Problem requirements - Copy out all of the records below word for word, leaving out the pictures.

Pointing and labeling entries:
- - - - - - -
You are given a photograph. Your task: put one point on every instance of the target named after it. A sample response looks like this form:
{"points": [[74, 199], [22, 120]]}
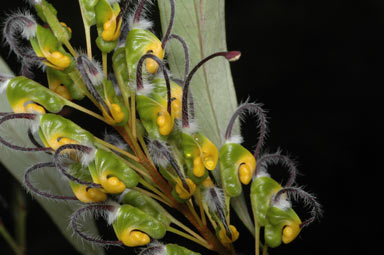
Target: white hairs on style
{"points": [[112, 215], [235, 139], [282, 203], [144, 22], [214, 203], [115, 140], [153, 248], [20, 26], [192, 128], [87, 157], [34, 124], [157, 153], [113, 1], [4, 85]]}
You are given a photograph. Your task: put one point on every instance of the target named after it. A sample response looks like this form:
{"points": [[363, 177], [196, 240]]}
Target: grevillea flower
{"points": [[155, 160]]}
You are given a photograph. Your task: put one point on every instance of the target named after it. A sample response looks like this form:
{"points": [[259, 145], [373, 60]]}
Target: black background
{"points": [[317, 68]]}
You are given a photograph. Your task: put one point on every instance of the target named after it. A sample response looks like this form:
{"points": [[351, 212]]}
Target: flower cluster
{"points": [[160, 159]]}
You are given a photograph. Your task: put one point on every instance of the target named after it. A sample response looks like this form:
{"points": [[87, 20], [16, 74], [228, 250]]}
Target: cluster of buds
{"points": [[165, 159]]}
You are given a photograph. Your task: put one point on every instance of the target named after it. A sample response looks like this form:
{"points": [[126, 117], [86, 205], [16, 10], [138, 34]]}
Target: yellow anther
- - - - - - -
Exercise response -
You are given a photograph. Your task: put one point on every instance of the target named after it. A sample response looks like this form:
{"points": [[74, 199], [22, 120]]}
Target: white hairs on style
{"points": [[112, 215], [235, 139], [282, 203], [144, 22], [214, 203], [115, 140], [153, 248], [20, 26], [192, 128], [87, 157], [34, 124], [157, 153], [113, 1], [4, 85]]}
You are given a photograph. Your task: put one point on every instance of the target named after it. A sample response looks like this form:
{"points": [[363, 177], [196, 240]]}
Target: grevillea flower
{"points": [[155, 160]]}
You are given a photograph. Your task: put one point on every instance of the target named after it. A sample response looks like this form:
{"points": [[259, 145], [373, 60]]}
Target: black background
{"points": [[317, 68]]}
You are given a photograph. Your task: put one point on every instance of the target named after it. A sample response looks like this form:
{"points": [[351, 212]]}
Target: flower cluster
{"points": [[160, 159]]}
You are given a photograph. Your task: put one point on every instance of the target named after it. A sample response looks like this form:
{"points": [[87, 20], [16, 74], [228, 250]]}
Target: cluster of buds
{"points": [[165, 159]]}
You are given a photograph. Your task: put one point on every instance of the target named after it. A sample response looks like this form:
{"points": [[126, 117], [86, 205], [16, 10], [138, 34]]}
Target: yellow anther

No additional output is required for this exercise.